DIRECTION 1 →
Copy out the passage on lazy evaluation and enumerators below, word for word and in full.

PASSAGE TO READ →

=-=-=-=-=

Lazy evaluation provides significant performance advantages when processing large datasets or implementing filtering pipelines. Traditional enumeration creates intermediate arrays at each transformation step, while lazy enumerators process elements individually through the entire chain without intermediate storage.

# Memory comparison: eager vs lazy evaluation
require 'benchmark'

data = (1..10_000_000)

# Eager evaluation - creates intermediate arrays
Benchmark.measure do
  result = data.map { |n| n * 2 }
               .select { |n| n % 4 == 0 }
               .map { |n| n.to_s }
               .first(100)
end
# Higher memory usage, multiple array allocations

# Lazy evaluation - processes elements on-demand  
Benchmark.measure do
  result = data.lazy
               .map { |n| n * 2 }
               .select { |n| n % 4 == 0 }
               .map { |n| n.to_s }
               .first(100)
end
# Lower memory usage, single-pass processing

Enumerator state management impacts performance through object allocation and garbage collection pressure. Reusing enumerators reduces object creation overhead, while creating new enumerators for each operation increases allocation costs. Understanding these trade-offs helps optimize enumeration-heavy code.

# Efficient enumerator reuse pattern
class DataProcessor
  def initialize(source)
    @source_enum = source.each
  end
  
  def process_batches(batch_size)
    loop do
      batch = []
      batch_size.times do
        begin
          batch << @source_enum.next
        rescue StopIteration
          yield batch unless batch.empty?
          break
        end
      end
      yield batch if batch.size == batch_size
    end
    @source_enum.rewind  # Reset for potential reuse
  end
end

# Usage minimizes object allocation
processor = DataProcessor.new((1..1000))
processor.process_batches(50) { |batch| puts batch.sum }

Infinite enumerators require careful memory management to prevent unbounded growth. While the enumerator itself maintains minimal state, consumer code must implement appropriate termination conditions to avoid memory exhaustion or infinite loops.

=-=-=-=-=

DATA SHOWN →
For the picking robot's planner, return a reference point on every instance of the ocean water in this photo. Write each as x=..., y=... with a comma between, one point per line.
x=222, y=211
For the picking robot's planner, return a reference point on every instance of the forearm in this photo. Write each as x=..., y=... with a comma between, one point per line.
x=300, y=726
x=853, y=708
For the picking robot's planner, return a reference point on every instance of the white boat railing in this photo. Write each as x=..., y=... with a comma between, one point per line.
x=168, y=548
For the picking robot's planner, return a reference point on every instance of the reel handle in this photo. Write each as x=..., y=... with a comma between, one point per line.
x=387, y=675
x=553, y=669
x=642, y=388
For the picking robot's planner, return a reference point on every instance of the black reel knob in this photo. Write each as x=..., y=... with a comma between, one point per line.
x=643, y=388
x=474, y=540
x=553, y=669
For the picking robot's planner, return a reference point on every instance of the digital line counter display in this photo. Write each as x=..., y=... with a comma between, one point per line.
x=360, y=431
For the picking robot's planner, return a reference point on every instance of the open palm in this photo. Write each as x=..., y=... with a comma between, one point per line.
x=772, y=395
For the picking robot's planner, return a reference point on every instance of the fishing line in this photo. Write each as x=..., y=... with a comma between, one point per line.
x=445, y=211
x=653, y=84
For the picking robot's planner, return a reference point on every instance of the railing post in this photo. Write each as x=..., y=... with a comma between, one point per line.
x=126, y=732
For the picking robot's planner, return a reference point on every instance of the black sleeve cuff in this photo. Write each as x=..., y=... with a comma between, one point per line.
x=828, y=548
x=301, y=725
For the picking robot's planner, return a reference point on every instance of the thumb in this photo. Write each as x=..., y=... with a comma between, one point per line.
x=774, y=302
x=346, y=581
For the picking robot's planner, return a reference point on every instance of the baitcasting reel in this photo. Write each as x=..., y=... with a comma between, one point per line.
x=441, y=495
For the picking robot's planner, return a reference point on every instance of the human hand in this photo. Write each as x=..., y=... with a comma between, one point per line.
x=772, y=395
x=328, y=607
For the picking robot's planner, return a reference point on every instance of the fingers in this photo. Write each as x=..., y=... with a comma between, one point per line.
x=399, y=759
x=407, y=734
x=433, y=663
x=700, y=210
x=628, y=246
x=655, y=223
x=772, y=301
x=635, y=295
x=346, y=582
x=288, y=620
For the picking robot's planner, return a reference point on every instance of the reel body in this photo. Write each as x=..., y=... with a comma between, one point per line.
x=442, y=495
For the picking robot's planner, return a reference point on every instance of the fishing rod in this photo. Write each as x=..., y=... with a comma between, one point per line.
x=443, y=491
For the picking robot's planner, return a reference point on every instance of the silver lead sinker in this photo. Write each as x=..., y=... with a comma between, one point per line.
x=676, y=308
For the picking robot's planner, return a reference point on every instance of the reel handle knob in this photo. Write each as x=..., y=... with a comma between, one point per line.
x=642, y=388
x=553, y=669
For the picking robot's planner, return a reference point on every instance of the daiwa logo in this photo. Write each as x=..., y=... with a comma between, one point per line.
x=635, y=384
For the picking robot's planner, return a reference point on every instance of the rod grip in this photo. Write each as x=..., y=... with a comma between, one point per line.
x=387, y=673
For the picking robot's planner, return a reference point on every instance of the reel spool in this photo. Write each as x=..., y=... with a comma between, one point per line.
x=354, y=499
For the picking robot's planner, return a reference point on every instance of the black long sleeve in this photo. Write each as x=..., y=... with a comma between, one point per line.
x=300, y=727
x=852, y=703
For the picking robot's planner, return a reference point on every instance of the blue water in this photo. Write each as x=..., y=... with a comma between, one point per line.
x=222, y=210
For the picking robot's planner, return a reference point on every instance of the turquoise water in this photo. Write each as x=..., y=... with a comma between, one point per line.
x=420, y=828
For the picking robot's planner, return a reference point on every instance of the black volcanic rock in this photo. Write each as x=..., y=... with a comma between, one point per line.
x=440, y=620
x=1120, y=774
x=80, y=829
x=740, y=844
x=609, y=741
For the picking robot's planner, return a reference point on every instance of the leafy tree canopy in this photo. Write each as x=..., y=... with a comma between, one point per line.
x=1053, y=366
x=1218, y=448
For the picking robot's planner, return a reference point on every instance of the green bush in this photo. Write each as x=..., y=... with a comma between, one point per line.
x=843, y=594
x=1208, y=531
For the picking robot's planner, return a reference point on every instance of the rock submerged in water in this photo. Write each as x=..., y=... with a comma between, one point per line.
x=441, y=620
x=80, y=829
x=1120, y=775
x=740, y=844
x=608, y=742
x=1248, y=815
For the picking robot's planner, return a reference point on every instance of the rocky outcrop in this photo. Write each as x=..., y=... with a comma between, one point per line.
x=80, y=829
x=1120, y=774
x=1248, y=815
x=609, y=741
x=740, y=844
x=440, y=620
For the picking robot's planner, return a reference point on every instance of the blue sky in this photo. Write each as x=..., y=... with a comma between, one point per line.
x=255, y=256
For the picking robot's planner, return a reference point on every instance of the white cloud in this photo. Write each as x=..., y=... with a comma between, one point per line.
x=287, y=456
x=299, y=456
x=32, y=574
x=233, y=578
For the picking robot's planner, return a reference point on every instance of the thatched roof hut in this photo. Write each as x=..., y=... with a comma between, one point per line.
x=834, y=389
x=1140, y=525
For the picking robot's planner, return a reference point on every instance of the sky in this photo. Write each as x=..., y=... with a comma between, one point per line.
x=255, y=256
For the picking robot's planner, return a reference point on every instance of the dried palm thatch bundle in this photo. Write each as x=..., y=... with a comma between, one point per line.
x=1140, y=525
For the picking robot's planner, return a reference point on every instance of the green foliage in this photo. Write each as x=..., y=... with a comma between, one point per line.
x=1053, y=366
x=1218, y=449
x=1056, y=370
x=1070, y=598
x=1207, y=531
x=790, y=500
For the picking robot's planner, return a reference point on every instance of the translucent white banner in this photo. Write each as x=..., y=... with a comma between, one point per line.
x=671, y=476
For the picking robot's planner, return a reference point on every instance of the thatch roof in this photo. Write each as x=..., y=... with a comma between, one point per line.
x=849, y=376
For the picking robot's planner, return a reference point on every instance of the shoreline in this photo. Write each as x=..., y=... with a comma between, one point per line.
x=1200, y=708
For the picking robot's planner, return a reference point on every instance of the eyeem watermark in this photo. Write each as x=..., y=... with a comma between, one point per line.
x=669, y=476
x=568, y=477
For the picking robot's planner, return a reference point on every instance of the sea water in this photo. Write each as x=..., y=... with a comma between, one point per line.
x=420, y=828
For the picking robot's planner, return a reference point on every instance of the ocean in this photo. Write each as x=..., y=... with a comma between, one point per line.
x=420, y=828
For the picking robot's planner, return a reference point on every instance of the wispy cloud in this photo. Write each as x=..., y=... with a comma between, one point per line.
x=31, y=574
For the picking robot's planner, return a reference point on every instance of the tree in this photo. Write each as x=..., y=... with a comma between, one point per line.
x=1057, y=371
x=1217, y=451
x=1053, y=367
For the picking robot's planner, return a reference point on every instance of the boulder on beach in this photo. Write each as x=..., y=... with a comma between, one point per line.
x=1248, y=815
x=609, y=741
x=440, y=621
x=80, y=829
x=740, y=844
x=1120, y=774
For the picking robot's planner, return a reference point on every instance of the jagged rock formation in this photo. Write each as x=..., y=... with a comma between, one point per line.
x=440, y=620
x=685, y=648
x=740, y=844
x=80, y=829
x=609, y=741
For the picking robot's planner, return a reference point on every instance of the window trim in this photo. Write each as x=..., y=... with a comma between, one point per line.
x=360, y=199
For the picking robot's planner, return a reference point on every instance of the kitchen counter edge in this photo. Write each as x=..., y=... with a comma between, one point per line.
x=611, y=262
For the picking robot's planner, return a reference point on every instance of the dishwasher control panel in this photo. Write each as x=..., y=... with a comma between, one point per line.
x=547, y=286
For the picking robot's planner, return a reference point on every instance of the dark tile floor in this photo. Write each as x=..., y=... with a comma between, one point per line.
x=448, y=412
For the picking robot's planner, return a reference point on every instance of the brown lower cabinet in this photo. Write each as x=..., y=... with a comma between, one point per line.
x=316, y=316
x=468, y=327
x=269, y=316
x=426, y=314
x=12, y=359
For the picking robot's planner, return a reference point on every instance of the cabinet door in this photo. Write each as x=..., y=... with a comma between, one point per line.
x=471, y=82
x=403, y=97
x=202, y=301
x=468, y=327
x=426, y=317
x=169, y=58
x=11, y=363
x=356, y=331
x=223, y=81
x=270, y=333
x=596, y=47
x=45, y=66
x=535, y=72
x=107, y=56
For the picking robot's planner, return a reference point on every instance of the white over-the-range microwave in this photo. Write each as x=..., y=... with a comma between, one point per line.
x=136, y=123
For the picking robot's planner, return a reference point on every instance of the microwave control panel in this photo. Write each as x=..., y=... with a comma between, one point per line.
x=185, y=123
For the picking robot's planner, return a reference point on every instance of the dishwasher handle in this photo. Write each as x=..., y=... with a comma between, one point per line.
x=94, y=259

=-=-=-=-=

DIRECTION 2 →
Rescale the coordinates in the listing above by 0.3, rounding each product to a whole number with halves going up, and output only the listing lines between the line containing "the thatch roof" and the line containing "x=1053, y=367", inclusive. Keep every request line in place, and change only the coordinate values in the answers.

FULL OUTPUT 1 →
Lazy evaluation provides significant performance advantages when processing large datasets or implementing filtering pipelines. Traditional enumeration creates intermediate arrays at each transformation step, while lazy enumerators process elements individually through the entire chain without intermediate storage.

# Memory comparison: eager vs lazy evaluation
require 'benchmark'

data = (1..10_000_000)

# Eager evaluation - creates intermediate arrays
Benchmark.measure do
  result = data.map { |n| n * 2 }
               .select { |n| n % 4 == 0 }
               .map { |n| n.to_s }
               .first(100)
end
# Higher memory usage, multiple array allocations

# Lazy evaluation - processes elements on-demand  
Benchmark.measure do
  result = data.lazy
               .map { |n| n * 2 }
               .select { |n| n % 4 == 0 }
               .map { |n| n.to_s }
               .first(100)
end
# Lower memory usage, single-pass processing

Enumerator state management impacts performance through object allocation and garbage collection pressure. Reusing enumerators reduces object creation overhead, while creating new enumerators for each operation increases allocation costs. Understanding these trade-offs helps optimize enumeration-heavy code.

# Efficient enumerator reuse pattern
class DataProcessor
  def initialize(source)
    @source_enum = source.each
  end
  
  def process_batches(batch_size)
    loop do
      batch = []
      batch_size.times do
        begin
          batch << @source_enum.next
        rescue StopIteration
          yield batch unless batch.empty?
          break
        end
      end
      yield batch if batch.size == batch_size
    end
    @source_enum.rewind  # Reset for potential reuse
  end
end

# Usage minimizes object allocation
processor = DataProcessor.new((1..1000))
processor.process_batches(50) { |batch| puts batch.sum }

Infinite enumerators require careful memory management to prevent unbounded growth. While the enumerator itself maintains minimal state, consumer code must implement appropriate termination conditions to avoid memory exhaustion or infinite loops.

FULL OUTPUT 2 →
For the picking robot's planner, return a reference point on every instance of the thatch roof in this photo. Write each as x=..., y=... with a comma between, one point per line.
x=255, y=113
For the picking robot's planner, return a reference point on every instance of the shoreline in this photo. Write each as x=..., y=... with a comma between, one point per line.
x=360, y=212
For the picking robot's planner, return a reference point on every instance of the eyeem watermark in this photo. Write each as x=..., y=... with a comma between, one point per line.
x=201, y=143
x=170, y=143
For the picking robot's planner, return a reference point on every instance of the sea water in this photo. Write each as x=..., y=... with a comma between, one point per line.
x=126, y=248
For the picking robot's planner, return a reference point on every instance of the ocean in this photo. Write each as x=..., y=... with a comma between, one point per line.
x=126, y=248
For the picking robot's planner, return a reference point on every instance of the wispy cloud in this photo. Write each as x=..., y=... with a comma between, one point per line.
x=9, y=172
For the picking robot's planner, return a reference point on every instance of the tree in this photo. Write each as x=..., y=... with a comma between, one point per line.
x=317, y=111
x=365, y=135
x=316, y=110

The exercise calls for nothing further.